**The problem:**
What you hand back must match the records word for word, with no pictures.

**Data listing:**
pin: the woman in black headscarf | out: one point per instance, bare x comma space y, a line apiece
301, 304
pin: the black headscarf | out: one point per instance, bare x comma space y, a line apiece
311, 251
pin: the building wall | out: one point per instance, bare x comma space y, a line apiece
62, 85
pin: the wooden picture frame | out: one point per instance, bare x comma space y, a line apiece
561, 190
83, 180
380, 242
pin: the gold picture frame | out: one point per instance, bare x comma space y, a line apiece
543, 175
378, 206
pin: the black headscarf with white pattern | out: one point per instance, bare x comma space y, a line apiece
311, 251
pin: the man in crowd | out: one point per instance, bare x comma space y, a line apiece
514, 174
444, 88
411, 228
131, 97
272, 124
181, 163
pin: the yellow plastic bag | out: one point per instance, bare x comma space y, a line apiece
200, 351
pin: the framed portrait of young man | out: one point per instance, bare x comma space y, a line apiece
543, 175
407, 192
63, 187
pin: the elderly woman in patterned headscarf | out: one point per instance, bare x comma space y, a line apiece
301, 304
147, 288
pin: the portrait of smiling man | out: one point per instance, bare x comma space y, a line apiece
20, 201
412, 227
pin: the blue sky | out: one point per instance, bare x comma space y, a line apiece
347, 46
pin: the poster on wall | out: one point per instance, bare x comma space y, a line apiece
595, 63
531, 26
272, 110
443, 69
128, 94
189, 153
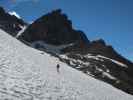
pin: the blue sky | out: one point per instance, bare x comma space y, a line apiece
111, 20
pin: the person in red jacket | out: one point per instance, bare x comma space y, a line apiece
58, 68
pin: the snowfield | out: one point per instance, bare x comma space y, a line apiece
29, 74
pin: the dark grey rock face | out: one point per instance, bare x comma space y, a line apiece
53, 28
10, 23
56, 29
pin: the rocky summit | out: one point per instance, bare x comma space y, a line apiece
53, 28
10, 23
53, 33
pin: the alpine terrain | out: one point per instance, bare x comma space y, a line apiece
87, 70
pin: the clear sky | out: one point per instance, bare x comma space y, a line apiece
111, 20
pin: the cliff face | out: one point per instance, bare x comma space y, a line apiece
10, 23
53, 28
53, 33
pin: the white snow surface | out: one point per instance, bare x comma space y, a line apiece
27, 74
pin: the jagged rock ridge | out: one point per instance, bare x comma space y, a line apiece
54, 33
10, 23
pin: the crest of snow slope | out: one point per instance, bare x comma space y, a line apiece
27, 74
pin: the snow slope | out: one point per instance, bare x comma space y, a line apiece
29, 74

**Exercise response:**
pin: the woman in black headscarf | out: one point per instance, bare x comma space y, a line apiece
301, 304
pin: the black headscarf | out: one point per instance, bare x comma space y, a line apiece
311, 251
pin: the building wall | out: one point per instance, bare x comma space y, a line apiece
62, 85
pin: the wooden picture frame | out: one point per instance, bare x comma space y, a line apiece
561, 190
83, 180
380, 242
pin: the gold picture frame | out: one point per instance, bare x comma space y, a line apiece
543, 175
378, 206
pin: the black headscarf with white pattern | out: one point per instance, bare x comma space y, a line apiece
311, 251
pin: the man in crowd | out: one point per instance, bare x comma space y, a line apiece
514, 174
444, 88
411, 228
131, 97
272, 124
181, 163
pin: the yellow plastic bag | out: one point per instance, bare x comma space y, a line apiece
200, 351
pin: the framed portrait of young man | out: one point per instance, bare x comma space y, a line apiece
543, 175
407, 192
63, 187
pin: the elderly woman in patterned headscarf | out: one point per instance, bare x comma space y, a line apiece
301, 304
147, 288
pin: the portrait of smiling man | out: one point per instance, bare x comma space y, a line apiece
20, 201
412, 227
pin: the blue sky | out: one point per instance, bare x comma space y, a line apiece
347, 46
pin: the poster on wall | out: one point per instance, bare x comma space y, a line apiece
595, 63
531, 26
272, 110
443, 69
128, 94
189, 153
pin: the blue sky | out: one point per instance, bare x comma space y, a line apiece
111, 20
pin: the person in red jacket | out: one point per instance, bare x comma space y, a line apiece
58, 68
pin: the snowfield | out: one point per instance, bare x comma space y, a line apiece
29, 74
pin: the dark grey rock face | out: one point per instance, bare x comma space y, a line apiece
53, 28
10, 23
56, 29
pin: the rocky summit | out: one point per instance, bare x comma space y, a line apiece
53, 28
10, 23
53, 33
pin: the alpine terrain | out: one point per instance, bare x comma space y, a line apiece
87, 70
pin: the clear sky | out: one point per instance, bare x comma space y, a line apiece
111, 20
pin: the cliff face | out: one point per instance, bare x comma space y, a line apiece
10, 23
53, 28
53, 33
pin: the white snow surface | out: one point per instance, bare x comma space y, a line apiece
27, 74
pin: the jagged rock ridge | out: one point per instance, bare x comma space y, a line apiece
54, 33
10, 23
pin: the crest of snow slope | out: one point per instance, bare x comma space y, a line apiece
27, 74
pin: the snow slope | out: one point per instance, bare x comma space y, a line apiece
29, 74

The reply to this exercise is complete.